> **To do**
A: From the checklist below on choosing a data storage system, list every access pattern it enumerates.
B: Pick up the checklist below on choosing a data storage system after its final point, and carry it forward in the same style.

> **Selection**
>>>>

Things to Consider...Your Problem
- Do you need to build a custom system?
- Access patterns: 1) A short set of temporal data that tends to be volatile 2) An ever-growing set of data that rarely gets accessed 3) High write loads 4) High throughput, 5) Sequential, 6) Random
- Requires scalability?
- Is availability more important than consistency, or is it latency, transactions, durability, performance, or ease of use?
- Cloud or colo? Hosted services? Resources like disk space?
- Can you find people who know the stack?
- Tired of the data transformation (ORM) treadmill?
- Store data that can be accessed quickly and is used often?
- Would like a high level interface like PaaS?
Things to Consider...Money
- Cost? With money you have different options than if you don't. You can probably make the technologies you know best scale.
- Inexpensive scaling?
- Lower operations cost?
- No sysadmins?
- Type of license?
- Support costs?
Things to Consider...Programming
- Flexible datatypes and schemas?
- Support for which language bindings?
- Web support: JSON, REST, HTTP, JSON-RPC
- Platform support: mobile, workstation, cloud
- Transaction support: key-value, distributed, ACID, BASE, eventual consistency, multi-object ACID transactions.
- Datatype support: graph, key-value, row, column, JSON, document, references, relationships, advanced data structures, large BLOBs.
- Prefer the simplicity of transaction model where you can just update and be done with it? In-memory makes it fast enough and big systems can fit on just a few nodes.

<<<<

> **Recorded information**
>>>>

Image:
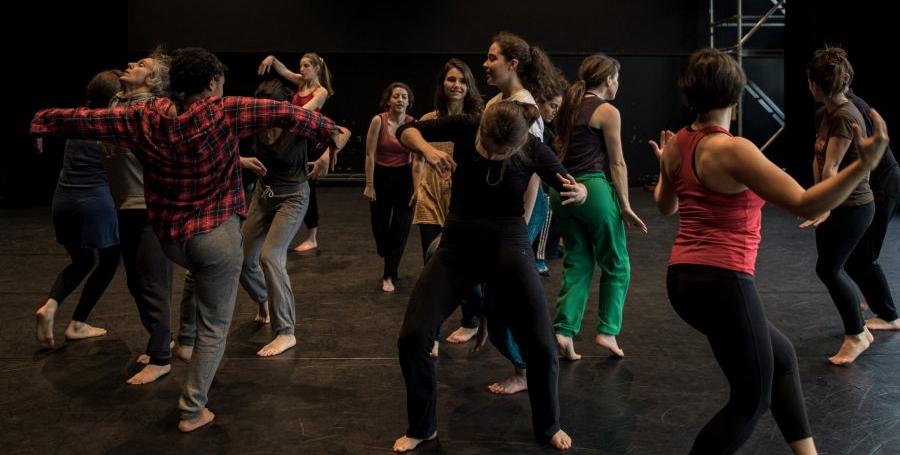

<<<<

> **Answers in order**
A:
1. A short set of temporal data that tends to be volatile
2. An ever-growing set of data that rarely gets accessed
3. High write loads
4. High throughput
5. Sequential
6. Random

B:
Things to Consider...Performance
- Performance metrics: IOPS/sec, reads, writes, streaming?
- Support for your access pattern: random read/write; sequential read/write; large or small or whatever chunk size you use.
- Are you storing frequently updated bits of data?
- High Concurrency vs High Performance?
- Problems that limit the type of work load you care about?
- Peak QPS on highly-concurrent workloads?
- Test your specific scenarios?
Things to Consider...Features
- Spooky scalability at a distance: support across multiple data-centers?
- Ease of installation, configuration, operations, development, deployment, support, manage, upgrade, etc.
- Data Integrity: In DDL, Stored Procedure, or App
- Persistence design: Memtable/SSTable; Apend-only B-tree; B-tree; On-disk linked lists; In-memory replicated; In-memory snapshots; In-memory only; Hash; Pluggable.
- Schema support: none, rigid, optional, mixed
- Storage model: embedded, client/server, distributed, in-memory
- Support for search, secondary indexes, range queries, ad-hoc queries, MapReduce?
- Hitless upgrades?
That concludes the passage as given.